→ Tasks to carry out
1. Decide whether each statement agrees with the smoking-ban article: (a) the bar owners have hired an attorney to bring their suits; (b) the ordinance extends the indoor smoking restrictions to hotel rooms; (c) Orentlicher expects the lawsuits to succeed. For each, answer yes or no and quote the words of the article that decide it.
2. Pick out and copy every line of the listing that contains the word "white".

→ Reading passage
• • • • • • •

The federal suits, filed over the past two weeks, claim the ordinance violates the Fourth and 14th amendments to the U.S. Constitution. The Fourth Amendment guards against unreasonable searches and seizures, and the 14th Amendment provides equal protection under the law.

The owners, who are representing themselves without an attorney, say they’re being deprived of the same rights afforded to private clubs, which are exempt from the ban.

They also charge that the ban violates other sections of the Constitution by allowing smoking in bars in Beech Grove, Lawrence, Speedway and Southport, also  located within Marion County.

The bar owners are asking a federal judge to issue a temporary restraining order or preliminary injunction to halt the ban until their arguments are heard.

The ordinance, signed by Indianapolis Mayor Greg Ballard April 19, expands existing citywide restrictions against indoor public smoking to include bowling alleys, hotel rooms and most bars. Tobacco shops, hookah bars, existing not-for-profit private clubs and downtown's off-track betting parlor are exempt from the ban.

David Orentlicher, a constitutional law professor at the Indiana University Robert H. McKinney School of Law in Indianapolis, said he doubts the lawsuits will succeed.

“We’ve had smoking bans in a lot of states for quite some time, and there is no question about their constitutional validity,” he said. “You’re regulating businesses, and the Constitution allows that.”

The bar owners' Fourth Amendment argument would pertain to fair enforcement of the law rather than its passage, Orentlicher said. And to bring a 14th Amendment claim, the owners would need to argue that the ban is perhaps discriminatory by targeting a specific race or gender.

• • • • • • •

→ Provided entries
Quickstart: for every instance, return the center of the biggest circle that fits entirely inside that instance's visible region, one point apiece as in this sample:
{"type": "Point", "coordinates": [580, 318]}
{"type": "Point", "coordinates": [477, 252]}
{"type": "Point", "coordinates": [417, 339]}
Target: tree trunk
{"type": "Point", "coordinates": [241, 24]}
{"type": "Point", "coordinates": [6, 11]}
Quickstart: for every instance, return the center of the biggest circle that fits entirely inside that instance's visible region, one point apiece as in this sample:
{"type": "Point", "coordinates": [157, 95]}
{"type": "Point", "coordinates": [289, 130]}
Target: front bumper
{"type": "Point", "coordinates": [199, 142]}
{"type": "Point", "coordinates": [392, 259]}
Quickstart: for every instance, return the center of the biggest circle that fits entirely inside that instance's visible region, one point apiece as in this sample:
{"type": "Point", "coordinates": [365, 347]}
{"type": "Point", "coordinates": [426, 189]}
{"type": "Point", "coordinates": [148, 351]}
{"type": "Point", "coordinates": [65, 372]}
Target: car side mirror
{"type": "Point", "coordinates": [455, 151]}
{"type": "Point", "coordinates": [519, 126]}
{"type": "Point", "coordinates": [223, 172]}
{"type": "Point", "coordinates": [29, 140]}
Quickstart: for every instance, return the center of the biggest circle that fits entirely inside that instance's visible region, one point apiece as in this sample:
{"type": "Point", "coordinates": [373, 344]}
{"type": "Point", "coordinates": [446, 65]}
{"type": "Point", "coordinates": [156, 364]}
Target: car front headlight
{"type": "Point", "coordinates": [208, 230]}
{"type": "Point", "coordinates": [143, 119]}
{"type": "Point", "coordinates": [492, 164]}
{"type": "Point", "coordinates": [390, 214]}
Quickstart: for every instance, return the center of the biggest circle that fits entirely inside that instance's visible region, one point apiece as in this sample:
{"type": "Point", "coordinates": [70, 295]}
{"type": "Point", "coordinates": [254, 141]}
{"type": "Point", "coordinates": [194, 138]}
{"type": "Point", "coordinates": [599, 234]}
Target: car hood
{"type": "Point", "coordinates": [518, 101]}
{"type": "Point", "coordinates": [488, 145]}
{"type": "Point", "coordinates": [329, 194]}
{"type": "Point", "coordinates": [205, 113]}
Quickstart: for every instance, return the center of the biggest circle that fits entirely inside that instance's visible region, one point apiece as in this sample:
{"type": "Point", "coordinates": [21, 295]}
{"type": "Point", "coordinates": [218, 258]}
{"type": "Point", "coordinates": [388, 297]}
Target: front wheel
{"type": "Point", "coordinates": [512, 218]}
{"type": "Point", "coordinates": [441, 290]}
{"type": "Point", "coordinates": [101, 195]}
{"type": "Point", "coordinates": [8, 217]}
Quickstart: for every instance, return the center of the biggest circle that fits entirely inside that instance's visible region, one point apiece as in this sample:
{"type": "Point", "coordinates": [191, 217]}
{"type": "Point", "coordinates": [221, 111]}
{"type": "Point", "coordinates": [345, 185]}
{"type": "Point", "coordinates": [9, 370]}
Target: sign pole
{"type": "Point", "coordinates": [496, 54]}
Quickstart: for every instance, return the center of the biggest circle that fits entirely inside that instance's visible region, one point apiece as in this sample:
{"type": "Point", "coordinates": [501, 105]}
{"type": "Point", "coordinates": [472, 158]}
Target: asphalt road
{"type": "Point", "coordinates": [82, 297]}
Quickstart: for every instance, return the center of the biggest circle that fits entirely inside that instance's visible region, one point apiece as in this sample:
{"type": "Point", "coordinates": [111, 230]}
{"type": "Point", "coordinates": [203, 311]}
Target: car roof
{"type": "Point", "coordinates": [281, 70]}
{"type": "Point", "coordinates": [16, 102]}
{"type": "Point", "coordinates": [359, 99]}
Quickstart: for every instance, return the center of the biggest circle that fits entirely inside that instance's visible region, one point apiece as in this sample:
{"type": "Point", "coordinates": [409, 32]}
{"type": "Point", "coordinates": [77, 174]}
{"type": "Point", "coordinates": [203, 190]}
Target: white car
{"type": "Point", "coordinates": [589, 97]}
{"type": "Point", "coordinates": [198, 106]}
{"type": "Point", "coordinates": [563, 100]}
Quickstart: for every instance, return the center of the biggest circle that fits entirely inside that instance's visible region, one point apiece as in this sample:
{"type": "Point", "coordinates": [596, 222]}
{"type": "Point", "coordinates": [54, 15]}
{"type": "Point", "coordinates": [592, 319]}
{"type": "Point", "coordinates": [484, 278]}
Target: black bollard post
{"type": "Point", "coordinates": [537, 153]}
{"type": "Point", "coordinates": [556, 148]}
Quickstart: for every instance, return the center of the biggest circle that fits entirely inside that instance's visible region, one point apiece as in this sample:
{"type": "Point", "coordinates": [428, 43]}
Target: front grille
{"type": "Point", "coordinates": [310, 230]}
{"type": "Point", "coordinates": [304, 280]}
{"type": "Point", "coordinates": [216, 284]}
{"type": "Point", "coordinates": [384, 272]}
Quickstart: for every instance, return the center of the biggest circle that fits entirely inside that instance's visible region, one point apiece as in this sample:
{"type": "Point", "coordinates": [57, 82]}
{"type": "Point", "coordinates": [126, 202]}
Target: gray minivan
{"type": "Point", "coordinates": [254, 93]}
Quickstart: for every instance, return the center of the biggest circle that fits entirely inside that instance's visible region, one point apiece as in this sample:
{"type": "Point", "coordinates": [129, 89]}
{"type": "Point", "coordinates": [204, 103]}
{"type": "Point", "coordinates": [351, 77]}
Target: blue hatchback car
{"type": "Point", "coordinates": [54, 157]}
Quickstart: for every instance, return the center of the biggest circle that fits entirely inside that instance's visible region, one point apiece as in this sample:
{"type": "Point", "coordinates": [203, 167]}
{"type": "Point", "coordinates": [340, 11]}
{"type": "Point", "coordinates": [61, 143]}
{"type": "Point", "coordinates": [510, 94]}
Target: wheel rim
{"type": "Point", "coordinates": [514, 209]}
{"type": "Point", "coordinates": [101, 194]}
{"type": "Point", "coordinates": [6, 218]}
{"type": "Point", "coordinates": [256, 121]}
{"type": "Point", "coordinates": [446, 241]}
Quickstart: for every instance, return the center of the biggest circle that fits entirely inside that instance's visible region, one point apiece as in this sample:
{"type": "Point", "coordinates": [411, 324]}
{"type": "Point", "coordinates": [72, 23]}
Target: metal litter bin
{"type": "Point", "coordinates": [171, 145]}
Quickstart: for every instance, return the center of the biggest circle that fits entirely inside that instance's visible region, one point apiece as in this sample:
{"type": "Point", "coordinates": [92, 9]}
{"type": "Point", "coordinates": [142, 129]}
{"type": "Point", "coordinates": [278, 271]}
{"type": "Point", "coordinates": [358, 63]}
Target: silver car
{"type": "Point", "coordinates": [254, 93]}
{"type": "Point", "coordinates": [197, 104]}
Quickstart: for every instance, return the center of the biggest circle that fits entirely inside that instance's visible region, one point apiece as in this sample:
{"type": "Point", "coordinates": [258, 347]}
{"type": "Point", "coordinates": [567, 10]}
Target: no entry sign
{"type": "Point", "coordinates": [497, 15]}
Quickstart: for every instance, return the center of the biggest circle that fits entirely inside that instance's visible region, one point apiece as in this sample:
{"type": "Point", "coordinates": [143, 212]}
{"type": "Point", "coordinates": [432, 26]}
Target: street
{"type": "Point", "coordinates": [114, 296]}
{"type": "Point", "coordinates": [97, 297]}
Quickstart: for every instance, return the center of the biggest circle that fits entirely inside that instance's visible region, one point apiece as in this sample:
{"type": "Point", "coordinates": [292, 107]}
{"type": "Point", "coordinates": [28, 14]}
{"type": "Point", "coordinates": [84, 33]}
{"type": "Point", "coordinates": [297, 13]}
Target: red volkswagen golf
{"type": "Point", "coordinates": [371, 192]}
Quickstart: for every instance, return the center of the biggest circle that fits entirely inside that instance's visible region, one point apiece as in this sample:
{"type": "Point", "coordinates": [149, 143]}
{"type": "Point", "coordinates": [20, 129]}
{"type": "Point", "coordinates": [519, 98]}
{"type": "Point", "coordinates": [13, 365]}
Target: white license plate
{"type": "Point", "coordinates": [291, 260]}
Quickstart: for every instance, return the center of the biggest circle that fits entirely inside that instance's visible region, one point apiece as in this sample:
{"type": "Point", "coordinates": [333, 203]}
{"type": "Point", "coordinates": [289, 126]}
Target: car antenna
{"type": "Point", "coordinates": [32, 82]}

• • • • • • •

→ The solutions
1.
(a) No: "who are representing themselves without an attorney"
(b) Yes: "to include bowling alleys, hotel rooms and most bars"
(c) No: "said he doubts the lawsuits will succeed"

2.
Target: white car
Target: white license plate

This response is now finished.